**** DATASET ROWS
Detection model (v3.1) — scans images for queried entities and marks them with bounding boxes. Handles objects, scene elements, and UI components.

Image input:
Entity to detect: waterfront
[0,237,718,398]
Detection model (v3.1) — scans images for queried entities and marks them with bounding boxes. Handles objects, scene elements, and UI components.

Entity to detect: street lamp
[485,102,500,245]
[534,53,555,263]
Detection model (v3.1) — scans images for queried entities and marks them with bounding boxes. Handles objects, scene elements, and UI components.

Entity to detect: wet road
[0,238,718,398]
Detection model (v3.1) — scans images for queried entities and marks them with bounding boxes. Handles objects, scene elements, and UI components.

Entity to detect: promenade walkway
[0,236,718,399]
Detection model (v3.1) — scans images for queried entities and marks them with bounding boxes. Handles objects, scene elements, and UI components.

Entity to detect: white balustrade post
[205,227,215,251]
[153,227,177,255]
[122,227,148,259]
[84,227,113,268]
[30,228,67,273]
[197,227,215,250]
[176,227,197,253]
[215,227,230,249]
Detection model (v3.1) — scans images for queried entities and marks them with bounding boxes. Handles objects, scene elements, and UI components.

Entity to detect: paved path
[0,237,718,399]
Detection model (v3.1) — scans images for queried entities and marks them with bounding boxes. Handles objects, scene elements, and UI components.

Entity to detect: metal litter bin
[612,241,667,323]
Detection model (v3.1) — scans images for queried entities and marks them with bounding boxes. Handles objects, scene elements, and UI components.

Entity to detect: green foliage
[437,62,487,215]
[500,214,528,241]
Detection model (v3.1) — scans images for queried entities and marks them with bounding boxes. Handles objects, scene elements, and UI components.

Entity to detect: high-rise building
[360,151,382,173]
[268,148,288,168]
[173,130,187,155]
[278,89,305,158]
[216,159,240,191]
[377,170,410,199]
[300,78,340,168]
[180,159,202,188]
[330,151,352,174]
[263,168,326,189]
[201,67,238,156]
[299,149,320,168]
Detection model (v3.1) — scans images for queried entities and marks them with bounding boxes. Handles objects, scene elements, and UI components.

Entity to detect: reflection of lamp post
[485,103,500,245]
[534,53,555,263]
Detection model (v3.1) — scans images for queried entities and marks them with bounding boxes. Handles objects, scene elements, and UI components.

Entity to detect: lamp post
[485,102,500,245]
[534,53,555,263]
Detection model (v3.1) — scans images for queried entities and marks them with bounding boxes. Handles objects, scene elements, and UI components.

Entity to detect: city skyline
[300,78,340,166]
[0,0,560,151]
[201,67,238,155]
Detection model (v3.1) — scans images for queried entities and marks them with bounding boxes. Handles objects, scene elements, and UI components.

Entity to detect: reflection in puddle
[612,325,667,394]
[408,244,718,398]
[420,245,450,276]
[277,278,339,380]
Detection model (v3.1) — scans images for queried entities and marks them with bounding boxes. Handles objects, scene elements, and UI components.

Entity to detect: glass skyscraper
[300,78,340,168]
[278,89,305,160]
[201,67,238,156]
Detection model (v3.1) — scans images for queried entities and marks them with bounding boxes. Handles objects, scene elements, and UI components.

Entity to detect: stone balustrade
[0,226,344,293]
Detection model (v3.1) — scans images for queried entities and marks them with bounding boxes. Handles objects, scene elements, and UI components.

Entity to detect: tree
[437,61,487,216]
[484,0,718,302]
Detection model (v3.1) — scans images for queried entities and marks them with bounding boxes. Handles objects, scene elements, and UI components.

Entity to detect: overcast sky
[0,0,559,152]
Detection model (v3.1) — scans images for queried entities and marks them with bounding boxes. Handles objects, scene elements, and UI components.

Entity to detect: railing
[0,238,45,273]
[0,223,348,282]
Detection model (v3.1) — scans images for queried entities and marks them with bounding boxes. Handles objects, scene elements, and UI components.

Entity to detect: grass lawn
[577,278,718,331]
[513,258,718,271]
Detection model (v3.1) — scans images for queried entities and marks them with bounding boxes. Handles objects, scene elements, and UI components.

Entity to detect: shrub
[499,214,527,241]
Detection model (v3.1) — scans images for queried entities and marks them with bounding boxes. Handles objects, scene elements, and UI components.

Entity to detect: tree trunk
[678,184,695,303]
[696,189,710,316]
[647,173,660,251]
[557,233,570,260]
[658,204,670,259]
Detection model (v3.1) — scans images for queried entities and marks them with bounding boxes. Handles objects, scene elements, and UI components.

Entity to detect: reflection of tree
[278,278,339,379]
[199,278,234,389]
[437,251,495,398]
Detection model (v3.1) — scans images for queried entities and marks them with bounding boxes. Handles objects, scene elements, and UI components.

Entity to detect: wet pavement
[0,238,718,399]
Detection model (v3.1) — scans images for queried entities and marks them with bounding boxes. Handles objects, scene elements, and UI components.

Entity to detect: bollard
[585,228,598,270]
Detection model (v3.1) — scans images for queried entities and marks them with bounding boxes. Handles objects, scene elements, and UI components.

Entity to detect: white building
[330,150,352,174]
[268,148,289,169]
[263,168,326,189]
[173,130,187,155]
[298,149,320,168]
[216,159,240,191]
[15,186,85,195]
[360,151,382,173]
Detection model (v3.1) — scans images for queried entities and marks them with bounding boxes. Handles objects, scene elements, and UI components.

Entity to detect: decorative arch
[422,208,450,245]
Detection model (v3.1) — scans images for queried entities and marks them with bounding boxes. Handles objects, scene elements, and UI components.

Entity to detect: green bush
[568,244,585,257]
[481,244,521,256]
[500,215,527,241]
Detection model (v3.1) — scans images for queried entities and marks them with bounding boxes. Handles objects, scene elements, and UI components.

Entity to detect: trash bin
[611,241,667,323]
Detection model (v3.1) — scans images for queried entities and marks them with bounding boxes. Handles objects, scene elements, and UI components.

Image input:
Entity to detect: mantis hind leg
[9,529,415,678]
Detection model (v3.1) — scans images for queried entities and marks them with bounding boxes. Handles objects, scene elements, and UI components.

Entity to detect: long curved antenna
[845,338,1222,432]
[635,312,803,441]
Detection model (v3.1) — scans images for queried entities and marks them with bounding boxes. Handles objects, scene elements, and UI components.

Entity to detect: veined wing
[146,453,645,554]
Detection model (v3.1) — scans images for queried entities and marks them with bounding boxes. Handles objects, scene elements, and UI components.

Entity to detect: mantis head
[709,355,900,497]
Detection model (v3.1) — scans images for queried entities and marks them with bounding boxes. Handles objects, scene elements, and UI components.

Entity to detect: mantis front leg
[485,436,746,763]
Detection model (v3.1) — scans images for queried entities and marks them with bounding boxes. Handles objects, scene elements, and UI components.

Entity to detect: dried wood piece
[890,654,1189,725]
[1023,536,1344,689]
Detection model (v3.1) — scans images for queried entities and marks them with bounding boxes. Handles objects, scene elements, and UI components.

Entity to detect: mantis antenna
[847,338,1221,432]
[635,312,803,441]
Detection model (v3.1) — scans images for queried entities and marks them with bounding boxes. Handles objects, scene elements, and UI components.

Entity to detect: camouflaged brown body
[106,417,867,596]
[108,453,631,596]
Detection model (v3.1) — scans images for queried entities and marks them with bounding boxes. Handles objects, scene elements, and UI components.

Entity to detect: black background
********
**** DATASET ROWS
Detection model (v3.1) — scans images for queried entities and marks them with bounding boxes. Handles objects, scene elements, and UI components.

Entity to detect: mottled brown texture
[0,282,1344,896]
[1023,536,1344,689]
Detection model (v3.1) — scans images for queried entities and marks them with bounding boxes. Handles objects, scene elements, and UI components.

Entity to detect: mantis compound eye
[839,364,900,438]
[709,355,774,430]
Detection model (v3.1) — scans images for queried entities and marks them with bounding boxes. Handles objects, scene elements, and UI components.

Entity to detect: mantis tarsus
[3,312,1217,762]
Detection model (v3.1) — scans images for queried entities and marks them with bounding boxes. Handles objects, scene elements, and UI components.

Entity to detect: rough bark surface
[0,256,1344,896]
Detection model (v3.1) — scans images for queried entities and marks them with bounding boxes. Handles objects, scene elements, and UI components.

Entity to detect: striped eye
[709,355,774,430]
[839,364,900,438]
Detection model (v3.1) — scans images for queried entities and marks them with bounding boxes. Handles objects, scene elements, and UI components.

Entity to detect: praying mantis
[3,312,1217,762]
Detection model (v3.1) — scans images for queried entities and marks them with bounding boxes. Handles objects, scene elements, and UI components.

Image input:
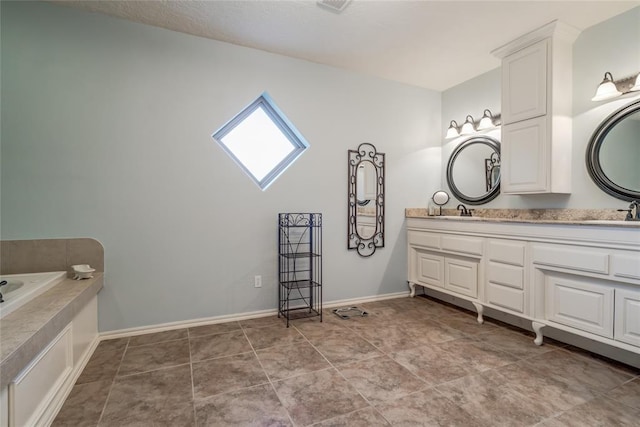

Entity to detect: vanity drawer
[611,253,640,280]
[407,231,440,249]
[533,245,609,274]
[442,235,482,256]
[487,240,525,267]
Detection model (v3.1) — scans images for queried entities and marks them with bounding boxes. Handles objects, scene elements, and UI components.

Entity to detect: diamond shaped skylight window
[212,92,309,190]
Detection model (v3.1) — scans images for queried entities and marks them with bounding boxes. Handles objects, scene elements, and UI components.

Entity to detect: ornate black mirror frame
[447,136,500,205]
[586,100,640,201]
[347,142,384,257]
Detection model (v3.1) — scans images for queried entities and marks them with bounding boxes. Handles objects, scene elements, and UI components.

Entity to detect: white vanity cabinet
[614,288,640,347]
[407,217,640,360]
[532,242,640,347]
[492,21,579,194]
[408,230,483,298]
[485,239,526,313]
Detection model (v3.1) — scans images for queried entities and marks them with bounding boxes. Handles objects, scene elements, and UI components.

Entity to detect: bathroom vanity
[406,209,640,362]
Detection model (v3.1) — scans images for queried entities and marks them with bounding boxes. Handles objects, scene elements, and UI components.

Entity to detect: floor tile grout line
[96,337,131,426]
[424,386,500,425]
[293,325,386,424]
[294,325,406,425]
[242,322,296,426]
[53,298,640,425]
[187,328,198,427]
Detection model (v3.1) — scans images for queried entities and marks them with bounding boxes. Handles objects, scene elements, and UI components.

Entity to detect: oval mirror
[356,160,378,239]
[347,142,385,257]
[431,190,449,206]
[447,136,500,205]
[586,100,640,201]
********
**** DATASET ROWS
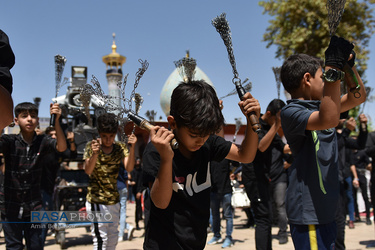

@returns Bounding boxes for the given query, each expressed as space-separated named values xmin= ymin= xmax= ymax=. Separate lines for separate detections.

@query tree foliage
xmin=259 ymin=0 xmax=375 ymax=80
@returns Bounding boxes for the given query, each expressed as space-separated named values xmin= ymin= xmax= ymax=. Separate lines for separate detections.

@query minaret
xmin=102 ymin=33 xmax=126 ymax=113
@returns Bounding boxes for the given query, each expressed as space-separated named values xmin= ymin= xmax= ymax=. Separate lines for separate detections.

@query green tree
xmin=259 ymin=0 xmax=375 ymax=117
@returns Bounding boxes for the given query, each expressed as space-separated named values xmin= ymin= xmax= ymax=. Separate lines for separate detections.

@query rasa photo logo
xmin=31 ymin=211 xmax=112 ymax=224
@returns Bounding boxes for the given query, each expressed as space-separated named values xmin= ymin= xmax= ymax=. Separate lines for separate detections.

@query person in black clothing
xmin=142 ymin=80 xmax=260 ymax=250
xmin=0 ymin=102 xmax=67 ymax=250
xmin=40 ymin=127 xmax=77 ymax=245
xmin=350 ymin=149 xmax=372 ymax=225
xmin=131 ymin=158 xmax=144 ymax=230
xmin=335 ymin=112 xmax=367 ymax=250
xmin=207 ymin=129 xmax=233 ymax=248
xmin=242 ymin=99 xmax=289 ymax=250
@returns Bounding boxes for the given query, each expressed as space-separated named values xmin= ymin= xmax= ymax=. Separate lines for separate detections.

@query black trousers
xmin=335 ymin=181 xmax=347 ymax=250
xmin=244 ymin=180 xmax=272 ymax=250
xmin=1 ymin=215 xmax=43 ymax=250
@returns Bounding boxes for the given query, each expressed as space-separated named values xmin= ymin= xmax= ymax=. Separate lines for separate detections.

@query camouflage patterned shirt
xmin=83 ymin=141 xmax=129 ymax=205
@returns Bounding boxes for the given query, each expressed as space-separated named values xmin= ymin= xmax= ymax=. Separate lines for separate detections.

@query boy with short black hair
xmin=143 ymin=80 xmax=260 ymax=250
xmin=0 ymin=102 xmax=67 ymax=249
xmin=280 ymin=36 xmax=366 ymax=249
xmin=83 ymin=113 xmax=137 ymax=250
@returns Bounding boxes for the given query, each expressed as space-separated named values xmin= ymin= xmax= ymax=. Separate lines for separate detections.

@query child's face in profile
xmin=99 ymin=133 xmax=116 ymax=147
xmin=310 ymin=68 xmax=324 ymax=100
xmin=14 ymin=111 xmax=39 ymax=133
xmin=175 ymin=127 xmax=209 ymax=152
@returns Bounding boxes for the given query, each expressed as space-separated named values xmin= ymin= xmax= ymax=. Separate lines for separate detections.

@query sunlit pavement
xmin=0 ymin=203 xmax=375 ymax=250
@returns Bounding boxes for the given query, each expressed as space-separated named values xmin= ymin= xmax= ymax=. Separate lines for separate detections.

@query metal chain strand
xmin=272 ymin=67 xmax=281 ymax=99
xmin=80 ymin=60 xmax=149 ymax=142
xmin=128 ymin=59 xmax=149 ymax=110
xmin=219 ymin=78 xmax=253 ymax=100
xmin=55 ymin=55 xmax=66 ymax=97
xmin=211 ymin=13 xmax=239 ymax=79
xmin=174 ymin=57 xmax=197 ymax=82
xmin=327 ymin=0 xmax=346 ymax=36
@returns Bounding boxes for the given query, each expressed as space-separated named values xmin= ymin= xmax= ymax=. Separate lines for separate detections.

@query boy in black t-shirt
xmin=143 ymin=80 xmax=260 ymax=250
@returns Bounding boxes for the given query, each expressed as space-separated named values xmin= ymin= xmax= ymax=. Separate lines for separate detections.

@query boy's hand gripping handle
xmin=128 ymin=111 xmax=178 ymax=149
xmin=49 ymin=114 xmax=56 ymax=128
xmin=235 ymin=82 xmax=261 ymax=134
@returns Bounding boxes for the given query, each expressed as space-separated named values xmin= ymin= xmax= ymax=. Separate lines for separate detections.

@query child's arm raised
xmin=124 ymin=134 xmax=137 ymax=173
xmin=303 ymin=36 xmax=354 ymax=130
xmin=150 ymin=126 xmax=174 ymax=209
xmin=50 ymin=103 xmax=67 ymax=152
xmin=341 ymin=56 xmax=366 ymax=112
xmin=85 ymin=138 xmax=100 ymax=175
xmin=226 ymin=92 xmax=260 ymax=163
********
Return each line above that contains the string "black", matching case exactly.

*ANSWER*:
Entity to detect: black background
Entity to detect: ornate black mirror frame
@query person in black clothing
@query black trousers
@query boy with short black hair
@query boy in black t-shirt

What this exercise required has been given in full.